EXERCISE OBJECTIVE.
Please copy out, unchanged, the stretch of lines below that opens with the line containing "Locate every green potted" and closes with the line containing "336 181 356 194", both of those lines included.

RECORD LIST.
* START *
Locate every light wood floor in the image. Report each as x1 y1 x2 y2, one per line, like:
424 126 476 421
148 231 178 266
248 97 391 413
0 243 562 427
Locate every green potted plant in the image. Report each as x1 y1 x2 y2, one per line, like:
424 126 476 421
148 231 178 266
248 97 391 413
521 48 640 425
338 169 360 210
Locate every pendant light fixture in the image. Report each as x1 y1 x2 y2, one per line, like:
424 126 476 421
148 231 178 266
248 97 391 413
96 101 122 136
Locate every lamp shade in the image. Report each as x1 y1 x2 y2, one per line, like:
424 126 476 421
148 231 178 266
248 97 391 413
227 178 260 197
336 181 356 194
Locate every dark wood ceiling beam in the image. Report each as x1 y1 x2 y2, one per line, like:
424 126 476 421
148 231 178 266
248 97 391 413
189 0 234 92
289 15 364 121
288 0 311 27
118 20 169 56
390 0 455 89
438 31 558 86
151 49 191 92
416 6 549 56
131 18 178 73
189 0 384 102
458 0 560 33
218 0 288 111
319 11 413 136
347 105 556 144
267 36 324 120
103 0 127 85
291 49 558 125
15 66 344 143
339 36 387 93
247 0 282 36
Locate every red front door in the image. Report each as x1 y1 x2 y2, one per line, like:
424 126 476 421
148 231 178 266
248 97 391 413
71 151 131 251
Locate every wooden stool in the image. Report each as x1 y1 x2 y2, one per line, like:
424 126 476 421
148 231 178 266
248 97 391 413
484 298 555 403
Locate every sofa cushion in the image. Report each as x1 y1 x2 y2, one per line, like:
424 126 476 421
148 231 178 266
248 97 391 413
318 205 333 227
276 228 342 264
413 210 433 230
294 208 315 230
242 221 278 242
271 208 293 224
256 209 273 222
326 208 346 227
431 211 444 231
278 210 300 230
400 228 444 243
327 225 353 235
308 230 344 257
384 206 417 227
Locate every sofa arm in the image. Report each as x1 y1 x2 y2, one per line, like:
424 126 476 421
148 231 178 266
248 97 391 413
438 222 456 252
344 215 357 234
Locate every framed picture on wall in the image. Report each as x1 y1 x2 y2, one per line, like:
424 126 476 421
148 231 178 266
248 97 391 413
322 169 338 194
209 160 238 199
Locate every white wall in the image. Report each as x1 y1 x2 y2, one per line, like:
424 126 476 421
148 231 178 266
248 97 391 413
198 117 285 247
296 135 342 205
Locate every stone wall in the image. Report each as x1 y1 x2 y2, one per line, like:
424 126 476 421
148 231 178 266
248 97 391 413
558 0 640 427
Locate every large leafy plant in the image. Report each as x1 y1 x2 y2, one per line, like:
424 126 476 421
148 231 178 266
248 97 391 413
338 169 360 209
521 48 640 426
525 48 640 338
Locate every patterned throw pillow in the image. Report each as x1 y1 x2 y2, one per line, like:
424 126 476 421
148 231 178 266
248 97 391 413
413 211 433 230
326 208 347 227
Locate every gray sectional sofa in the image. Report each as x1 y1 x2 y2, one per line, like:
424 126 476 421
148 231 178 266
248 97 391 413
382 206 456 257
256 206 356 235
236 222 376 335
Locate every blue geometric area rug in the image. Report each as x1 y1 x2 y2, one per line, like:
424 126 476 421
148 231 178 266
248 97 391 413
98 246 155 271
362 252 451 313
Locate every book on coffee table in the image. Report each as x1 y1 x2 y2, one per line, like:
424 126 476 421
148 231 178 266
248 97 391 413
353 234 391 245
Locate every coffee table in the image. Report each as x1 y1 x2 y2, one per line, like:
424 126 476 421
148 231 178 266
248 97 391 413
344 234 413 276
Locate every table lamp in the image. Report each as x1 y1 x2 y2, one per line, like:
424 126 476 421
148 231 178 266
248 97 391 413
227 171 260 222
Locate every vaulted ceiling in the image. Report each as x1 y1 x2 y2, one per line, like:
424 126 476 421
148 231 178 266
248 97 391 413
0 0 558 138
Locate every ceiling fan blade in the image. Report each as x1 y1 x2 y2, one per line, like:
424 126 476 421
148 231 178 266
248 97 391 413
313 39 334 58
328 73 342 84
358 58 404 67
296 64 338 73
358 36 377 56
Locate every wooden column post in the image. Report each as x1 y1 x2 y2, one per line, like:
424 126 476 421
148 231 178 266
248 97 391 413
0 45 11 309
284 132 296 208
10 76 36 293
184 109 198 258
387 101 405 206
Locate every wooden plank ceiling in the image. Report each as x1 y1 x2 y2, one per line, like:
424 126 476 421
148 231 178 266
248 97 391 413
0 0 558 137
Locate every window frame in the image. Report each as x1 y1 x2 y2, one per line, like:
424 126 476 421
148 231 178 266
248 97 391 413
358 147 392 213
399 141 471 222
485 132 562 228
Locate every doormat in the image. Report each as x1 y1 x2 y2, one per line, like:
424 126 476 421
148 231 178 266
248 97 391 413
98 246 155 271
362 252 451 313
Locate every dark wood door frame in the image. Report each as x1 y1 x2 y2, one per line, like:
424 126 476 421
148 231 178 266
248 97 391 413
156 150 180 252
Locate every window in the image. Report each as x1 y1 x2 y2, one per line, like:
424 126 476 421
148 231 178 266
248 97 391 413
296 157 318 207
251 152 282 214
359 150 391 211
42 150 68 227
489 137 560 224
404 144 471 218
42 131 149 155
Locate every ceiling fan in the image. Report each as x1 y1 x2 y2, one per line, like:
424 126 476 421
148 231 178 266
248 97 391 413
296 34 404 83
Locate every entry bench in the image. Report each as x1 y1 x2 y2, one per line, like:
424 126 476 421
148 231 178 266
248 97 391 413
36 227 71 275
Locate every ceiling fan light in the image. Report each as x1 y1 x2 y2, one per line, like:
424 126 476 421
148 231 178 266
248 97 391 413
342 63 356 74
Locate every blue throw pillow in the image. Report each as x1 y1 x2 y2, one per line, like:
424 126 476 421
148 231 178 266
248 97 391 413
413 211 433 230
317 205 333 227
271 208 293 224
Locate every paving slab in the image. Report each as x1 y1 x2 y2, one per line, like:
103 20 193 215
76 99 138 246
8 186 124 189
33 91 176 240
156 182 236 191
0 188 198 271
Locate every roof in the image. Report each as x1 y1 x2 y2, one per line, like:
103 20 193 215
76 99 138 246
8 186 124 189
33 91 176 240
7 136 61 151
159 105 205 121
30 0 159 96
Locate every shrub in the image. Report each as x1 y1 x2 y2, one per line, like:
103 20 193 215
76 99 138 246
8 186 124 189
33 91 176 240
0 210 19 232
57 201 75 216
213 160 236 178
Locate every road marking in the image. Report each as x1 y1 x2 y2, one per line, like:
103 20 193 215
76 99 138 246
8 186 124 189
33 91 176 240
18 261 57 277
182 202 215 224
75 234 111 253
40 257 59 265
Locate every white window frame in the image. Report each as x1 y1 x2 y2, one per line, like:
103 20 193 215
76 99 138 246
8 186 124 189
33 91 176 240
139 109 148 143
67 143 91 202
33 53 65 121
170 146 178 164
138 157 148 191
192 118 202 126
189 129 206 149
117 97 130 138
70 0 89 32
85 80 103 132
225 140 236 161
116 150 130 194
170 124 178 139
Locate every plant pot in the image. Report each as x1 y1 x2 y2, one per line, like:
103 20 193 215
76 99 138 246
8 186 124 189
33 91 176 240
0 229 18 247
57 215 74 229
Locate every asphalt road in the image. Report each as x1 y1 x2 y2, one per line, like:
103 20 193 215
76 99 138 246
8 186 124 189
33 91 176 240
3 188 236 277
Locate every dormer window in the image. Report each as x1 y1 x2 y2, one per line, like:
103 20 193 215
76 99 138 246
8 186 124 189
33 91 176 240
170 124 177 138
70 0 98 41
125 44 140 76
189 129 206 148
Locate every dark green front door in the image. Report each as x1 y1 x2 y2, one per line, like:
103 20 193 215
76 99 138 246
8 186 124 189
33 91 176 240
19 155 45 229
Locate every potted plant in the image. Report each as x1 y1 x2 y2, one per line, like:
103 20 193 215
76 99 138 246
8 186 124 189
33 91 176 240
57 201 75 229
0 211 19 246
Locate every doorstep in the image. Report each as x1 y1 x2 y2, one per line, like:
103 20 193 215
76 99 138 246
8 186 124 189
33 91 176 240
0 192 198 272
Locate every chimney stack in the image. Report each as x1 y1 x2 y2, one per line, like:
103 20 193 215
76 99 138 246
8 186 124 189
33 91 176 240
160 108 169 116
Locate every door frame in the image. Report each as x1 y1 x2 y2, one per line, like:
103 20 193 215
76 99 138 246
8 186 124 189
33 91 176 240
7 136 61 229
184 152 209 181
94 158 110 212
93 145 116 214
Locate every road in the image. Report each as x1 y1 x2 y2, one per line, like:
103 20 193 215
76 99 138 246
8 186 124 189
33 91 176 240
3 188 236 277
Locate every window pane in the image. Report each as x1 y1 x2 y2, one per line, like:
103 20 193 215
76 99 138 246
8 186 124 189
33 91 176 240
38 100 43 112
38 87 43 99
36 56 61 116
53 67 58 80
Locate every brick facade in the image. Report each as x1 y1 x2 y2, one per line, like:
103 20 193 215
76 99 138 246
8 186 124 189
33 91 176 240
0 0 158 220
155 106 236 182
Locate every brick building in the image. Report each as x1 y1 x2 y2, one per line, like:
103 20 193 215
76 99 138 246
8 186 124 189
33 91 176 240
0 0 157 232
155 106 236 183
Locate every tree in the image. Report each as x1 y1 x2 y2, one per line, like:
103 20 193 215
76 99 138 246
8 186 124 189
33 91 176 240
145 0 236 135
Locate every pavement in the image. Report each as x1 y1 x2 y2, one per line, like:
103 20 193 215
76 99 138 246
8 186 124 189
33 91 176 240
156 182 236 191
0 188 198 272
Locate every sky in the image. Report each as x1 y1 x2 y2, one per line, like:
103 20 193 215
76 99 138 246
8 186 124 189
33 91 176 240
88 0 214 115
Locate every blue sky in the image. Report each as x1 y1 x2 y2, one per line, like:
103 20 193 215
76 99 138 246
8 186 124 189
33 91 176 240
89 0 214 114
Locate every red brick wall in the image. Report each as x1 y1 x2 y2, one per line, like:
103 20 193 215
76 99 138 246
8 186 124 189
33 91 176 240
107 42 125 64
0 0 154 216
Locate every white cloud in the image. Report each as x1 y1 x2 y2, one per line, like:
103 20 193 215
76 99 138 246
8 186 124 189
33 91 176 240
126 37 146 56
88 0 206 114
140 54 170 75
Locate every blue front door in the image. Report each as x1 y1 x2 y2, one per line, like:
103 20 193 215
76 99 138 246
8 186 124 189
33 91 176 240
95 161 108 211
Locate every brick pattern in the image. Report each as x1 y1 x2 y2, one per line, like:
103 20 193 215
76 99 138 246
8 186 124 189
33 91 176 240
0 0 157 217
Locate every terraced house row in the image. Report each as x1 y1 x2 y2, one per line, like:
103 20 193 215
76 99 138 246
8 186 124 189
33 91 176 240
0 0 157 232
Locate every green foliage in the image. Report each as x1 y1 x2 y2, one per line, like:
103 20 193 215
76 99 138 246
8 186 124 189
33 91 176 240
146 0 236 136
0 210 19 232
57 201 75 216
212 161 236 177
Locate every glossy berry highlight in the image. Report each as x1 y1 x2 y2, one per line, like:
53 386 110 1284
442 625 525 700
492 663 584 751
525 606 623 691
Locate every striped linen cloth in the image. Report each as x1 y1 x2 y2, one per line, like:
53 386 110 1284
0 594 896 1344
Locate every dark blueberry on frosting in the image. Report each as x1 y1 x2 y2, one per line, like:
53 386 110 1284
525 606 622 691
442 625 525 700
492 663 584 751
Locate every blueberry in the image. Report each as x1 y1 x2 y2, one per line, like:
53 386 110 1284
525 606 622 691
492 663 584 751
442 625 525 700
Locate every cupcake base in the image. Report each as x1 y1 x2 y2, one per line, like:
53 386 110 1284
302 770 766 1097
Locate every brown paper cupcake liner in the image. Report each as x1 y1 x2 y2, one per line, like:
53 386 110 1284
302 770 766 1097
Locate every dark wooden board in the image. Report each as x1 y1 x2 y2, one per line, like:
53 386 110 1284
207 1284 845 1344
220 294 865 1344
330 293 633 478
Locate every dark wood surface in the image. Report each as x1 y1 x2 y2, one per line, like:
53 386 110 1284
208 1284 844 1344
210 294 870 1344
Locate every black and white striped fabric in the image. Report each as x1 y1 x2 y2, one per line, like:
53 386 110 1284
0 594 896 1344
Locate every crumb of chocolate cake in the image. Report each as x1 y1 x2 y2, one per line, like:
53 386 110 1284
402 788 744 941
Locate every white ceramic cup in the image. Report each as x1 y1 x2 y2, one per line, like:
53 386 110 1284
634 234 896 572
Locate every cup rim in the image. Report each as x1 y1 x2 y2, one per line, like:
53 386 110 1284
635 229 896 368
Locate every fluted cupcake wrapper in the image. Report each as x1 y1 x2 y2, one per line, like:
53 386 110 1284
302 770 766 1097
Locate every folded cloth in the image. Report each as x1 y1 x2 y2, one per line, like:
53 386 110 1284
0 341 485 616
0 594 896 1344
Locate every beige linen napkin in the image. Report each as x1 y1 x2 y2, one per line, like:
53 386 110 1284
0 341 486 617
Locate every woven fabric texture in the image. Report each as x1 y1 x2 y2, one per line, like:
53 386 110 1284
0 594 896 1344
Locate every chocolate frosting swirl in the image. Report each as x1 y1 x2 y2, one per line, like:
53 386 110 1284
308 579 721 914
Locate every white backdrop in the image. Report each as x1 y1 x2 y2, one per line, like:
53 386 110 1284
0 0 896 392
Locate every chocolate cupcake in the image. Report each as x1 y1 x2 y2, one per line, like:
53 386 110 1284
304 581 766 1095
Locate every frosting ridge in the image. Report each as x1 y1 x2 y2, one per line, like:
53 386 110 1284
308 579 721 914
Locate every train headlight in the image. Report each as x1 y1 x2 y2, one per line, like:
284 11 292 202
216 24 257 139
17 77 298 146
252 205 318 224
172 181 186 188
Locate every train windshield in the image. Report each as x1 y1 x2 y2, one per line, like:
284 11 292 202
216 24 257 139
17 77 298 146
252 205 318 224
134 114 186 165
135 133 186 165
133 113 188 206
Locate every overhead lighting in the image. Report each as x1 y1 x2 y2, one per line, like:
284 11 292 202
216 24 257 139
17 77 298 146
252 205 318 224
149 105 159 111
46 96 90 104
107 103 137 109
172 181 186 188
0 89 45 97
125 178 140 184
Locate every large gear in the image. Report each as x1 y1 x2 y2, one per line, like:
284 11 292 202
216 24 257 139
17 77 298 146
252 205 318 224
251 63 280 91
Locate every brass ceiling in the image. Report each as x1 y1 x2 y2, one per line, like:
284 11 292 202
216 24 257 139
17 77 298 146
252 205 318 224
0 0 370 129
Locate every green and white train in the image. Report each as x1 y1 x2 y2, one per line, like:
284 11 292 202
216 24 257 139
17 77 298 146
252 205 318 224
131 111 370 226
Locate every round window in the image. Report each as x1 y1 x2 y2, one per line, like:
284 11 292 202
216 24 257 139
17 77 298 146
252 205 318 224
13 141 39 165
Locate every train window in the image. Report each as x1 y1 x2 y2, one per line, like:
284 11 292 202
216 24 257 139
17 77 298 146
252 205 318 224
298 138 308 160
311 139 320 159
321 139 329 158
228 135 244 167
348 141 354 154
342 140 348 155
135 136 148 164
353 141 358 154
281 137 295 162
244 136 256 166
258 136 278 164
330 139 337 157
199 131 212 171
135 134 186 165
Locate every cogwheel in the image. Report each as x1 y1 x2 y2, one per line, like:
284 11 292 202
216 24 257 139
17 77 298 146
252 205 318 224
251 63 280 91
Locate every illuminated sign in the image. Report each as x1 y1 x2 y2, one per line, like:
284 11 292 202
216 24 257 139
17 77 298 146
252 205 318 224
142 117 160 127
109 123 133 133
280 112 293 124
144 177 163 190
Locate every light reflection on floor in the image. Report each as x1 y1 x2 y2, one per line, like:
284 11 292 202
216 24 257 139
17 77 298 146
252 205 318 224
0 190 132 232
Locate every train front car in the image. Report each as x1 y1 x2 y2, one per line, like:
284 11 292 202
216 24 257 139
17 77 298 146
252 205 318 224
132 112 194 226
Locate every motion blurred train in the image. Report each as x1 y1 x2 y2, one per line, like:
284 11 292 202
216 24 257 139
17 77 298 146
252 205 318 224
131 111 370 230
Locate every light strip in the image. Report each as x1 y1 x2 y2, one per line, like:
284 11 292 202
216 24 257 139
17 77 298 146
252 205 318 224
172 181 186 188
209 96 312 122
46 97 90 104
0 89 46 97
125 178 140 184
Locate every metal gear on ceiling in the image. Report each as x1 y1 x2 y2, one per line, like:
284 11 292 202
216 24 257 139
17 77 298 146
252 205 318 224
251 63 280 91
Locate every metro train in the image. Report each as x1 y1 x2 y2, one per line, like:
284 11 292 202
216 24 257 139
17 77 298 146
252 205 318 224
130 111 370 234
* END *
WRITTEN REPLY.
Locate every green potted plant in the image. Report each as x1 y1 x2 y2, one per line, like:
424 126 476 421
148 231 178 266
248 97 391 413
521 48 640 425
338 169 360 210
Locate every pendant light fixture in the image. Report each as x1 y1 x2 y2, one per line, like:
424 126 476 421
148 231 178 266
248 97 391 413
96 101 122 136
Locate every lamp shade in the image. Report each as x1 y1 x2 y2, one per line, like:
424 126 476 421
148 231 178 266
248 97 391 413
227 178 260 197
336 181 356 194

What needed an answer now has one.